**YOUR GOAL**
Rewrite the records below with every "instance" changed to "occurrence", leaving everything else the same.

*** SUPPLIED INFORMATION ***

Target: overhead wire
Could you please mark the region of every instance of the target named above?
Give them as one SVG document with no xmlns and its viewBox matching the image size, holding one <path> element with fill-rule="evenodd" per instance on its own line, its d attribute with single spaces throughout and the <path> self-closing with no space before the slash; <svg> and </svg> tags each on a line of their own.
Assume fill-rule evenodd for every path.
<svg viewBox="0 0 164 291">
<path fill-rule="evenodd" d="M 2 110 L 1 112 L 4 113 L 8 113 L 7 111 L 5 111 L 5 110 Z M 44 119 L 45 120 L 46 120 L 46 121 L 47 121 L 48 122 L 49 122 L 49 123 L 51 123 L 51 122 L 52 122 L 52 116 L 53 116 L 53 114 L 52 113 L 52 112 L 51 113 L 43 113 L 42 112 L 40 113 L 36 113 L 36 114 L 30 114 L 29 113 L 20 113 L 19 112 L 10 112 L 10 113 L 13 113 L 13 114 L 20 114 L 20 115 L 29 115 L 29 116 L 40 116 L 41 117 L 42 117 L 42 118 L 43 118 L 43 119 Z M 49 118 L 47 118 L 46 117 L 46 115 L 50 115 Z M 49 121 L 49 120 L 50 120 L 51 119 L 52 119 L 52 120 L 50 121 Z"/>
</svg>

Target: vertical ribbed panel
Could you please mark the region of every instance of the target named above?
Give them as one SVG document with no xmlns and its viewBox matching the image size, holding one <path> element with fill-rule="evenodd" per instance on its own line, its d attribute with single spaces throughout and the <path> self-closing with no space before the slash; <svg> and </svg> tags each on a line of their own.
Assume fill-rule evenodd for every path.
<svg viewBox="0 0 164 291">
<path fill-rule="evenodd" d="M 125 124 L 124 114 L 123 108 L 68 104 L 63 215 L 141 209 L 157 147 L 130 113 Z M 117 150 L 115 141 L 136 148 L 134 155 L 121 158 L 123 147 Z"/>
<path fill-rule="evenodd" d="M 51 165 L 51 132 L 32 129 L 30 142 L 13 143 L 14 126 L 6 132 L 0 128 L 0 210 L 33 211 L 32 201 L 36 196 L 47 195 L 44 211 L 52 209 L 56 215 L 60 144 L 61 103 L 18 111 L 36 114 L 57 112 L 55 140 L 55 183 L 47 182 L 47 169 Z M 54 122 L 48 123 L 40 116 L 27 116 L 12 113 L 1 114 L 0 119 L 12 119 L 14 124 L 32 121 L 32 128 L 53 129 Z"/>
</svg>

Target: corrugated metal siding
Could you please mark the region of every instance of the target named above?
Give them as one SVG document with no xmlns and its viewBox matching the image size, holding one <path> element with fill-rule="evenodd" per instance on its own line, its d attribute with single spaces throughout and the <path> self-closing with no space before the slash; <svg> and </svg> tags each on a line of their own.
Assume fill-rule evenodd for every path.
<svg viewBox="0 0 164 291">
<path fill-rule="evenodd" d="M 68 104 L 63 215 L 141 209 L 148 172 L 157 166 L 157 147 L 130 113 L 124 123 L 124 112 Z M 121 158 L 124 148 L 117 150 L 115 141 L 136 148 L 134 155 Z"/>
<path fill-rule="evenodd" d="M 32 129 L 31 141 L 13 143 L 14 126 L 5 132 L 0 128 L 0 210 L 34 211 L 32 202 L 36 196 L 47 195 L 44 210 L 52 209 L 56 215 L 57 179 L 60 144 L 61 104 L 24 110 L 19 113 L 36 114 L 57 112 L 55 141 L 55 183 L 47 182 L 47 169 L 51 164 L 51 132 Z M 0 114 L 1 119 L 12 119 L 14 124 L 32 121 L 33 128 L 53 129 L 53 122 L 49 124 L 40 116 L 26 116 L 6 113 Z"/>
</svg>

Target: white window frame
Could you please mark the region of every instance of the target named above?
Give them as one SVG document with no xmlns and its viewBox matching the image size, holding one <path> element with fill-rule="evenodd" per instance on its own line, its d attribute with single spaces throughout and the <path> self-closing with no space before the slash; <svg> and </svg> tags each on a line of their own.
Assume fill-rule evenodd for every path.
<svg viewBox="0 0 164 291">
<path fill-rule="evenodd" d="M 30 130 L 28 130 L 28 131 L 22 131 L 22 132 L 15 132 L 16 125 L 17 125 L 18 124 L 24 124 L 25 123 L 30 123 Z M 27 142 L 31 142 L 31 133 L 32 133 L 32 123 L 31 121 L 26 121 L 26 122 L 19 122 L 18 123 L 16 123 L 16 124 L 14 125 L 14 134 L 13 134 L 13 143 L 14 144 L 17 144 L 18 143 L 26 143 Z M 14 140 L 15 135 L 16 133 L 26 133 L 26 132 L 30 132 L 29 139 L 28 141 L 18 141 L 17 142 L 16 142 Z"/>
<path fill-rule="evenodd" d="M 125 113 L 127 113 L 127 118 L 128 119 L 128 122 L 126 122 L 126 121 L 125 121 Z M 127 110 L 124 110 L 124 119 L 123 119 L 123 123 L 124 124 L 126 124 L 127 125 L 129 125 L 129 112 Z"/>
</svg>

***

**ANSWER FOR THIS EXERCISE**
Target: overhead wire
Could you please mark the region of every occurrence of the target named above?
Give them as one SVG document with no xmlns and its viewBox matching the image size, holding one <path> element with fill-rule="evenodd" per occurrence on its own line, its d attribute with single spaces throughout and the <path> self-closing with no space before the slash; <svg> and </svg> tags each on a line of their own.
Assume fill-rule evenodd for every path.
<svg viewBox="0 0 164 291">
<path fill-rule="evenodd" d="M 2 110 L 1 112 L 4 113 L 8 113 L 7 111 L 5 111 L 5 110 Z M 44 119 L 45 120 L 46 120 L 46 121 L 47 121 L 48 122 L 49 122 L 49 123 L 51 123 L 51 122 L 52 122 L 52 116 L 53 116 L 53 114 L 52 113 L 52 112 L 51 113 L 43 113 L 42 112 L 40 113 L 36 113 L 36 114 L 30 114 L 29 113 L 20 113 L 19 112 L 10 112 L 10 113 L 13 113 L 13 114 L 20 114 L 20 115 L 29 115 L 29 116 L 40 116 L 41 117 L 42 117 L 42 118 L 43 118 L 43 119 Z M 49 118 L 47 118 L 46 117 L 46 115 L 50 115 Z M 49 121 L 49 120 L 50 120 L 51 119 L 52 119 L 52 120 L 50 121 Z"/>
</svg>

Target: vertical ribbed panel
Could you please mark the region of every occurrence of the target named above?
Give them as one SVG document with no xmlns and its viewBox matching the image size, holding one <path> element with fill-rule="evenodd" per occurrence on its own line, its d attribute with single spaces throughout and the <path> self-closing with no space before the slash; <svg> and </svg> tags each on a line of their own.
Assume fill-rule evenodd for every path.
<svg viewBox="0 0 164 291">
<path fill-rule="evenodd" d="M 125 124 L 124 114 L 123 108 L 68 104 L 63 215 L 141 209 L 157 147 L 130 113 Z M 117 150 L 115 141 L 136 148 L 134 155 L 121 158 L 123 147 Z"/>
<path fill-rule="evenodd" d="M 51 165 L 51 132 L 32 129 L 30 142 L 13 143 L 14 126 L 6 132 L 0 128 L 0 210 L 33 211 L 32 201 L 36 196 L 47 195 L 44 211 L 52 209 L 56 215 L 60 144 L 61 103 L 18 111 L 36 114 L 57 112 L 55 140 L 55 183 L 47 182 L 47 169 Z M 54 122 L 48 123 L 40 116 L 27 116 L 12 113 L 1 114 L 0 119 L 12 119 L 14 124 L 32 121 L 32 128 L 53 129 Z"/>
</svg>

Target: corrugated metal siding
Could you please mark the region of every occurrence of the target named above?
Give them as one SVG document with no xmlns and its viewBox matching the image size, holding one <path> element with fill-rule="evenodd" per occurrence on its own line, its d attribute with single spaces throughout and the <path> self-closing with no space before the slash; <svg> and </svg> tags each on a line of their own.
Assume fill-rule evenodd for every path.
<svg viewBox="0 0 164 291">
<path fill-rule="evenodd" d="M 68 104 L 63 215 L 141 209 L 148 172 L 157 166 L 157 147 L 130 113 L 124 123 L 124 112 Z M 121 158 L 124 148 L 117 150 L 115 141 L 136 148 L 134 155 Z"/>
<path fill-rule="evenodd" d="M 32 129 L 31 141 L 13 143 L 14 126 L 5 132 L 0 128 L 0 210 L 34 211 L 32 202 L 36 196 L 47 195 L 44 210 L 52 209 L 56 215 L 57 179 L 60 144 L 61 104 L 24 110 L 19 113 L 36 114 L 57 112 L 55 141 L 55 183 L 47 182 L 47 169 L 51 164 L 51 132 Z M 0 114 L 1 119 L 12 119 L 14 124 L 32 121 L 33 128 L 53 129 L 53 122 L 49 124 L 40 116 L 26 116 L 6 113 Z"/>
</svg>

Target: white window frame
Could you please mark the region of every occurrence of the target named above?
Give them as one SVG document with no xmlns and its viewBox matching the image size, holding one <path> element with fill-rule="evenodd" per occurrence on its own line, its d attribute with single spaces throughout and the <path> self-closing with no space before the slash; <svg> and </svg> tags each on a line of their own.
Assume fill-rule evenodd for every path.
<svg viewBox="0 0 164 291">
<path fill-rule="evenodd" d="M 30 130 L 28 130 L 28 131 L 22 131 L 22 132 L 15 132 L 16 125 L 17 125 L 18 124 L 24 124 L 25 123 L 30 123 Z M 27 142 L 31 142 L 31 133 L 32 133 L 32 123 L 31 121 L 26 121 L 26 122 L 19 122 L 18 123 L 16 123 L 16 124 L 14 125 L 14 134 L 13 134 L 13 143 L 14 144 L 17 144 L 18 143 L 26 143 Z M 14 140 L 15 135 L 16 133 L 26 133 L 26 132 L 30 132 L 29 139 L 28 141 L 18 141 L 17 142 L 16 142 Z"/>
<path fill-rule="evenodd" d="M 125 113 L 127 113 L 127 118 L 128 119 L 128 122 L 126 122 L 126 121 L 125 121 Z M 127 110 L 124 110 L 124 119 L 123 119 L 123 123 L 124 124 L 126 124 L 127 125 L 129 125 L 129 112 Z"/>
</svg>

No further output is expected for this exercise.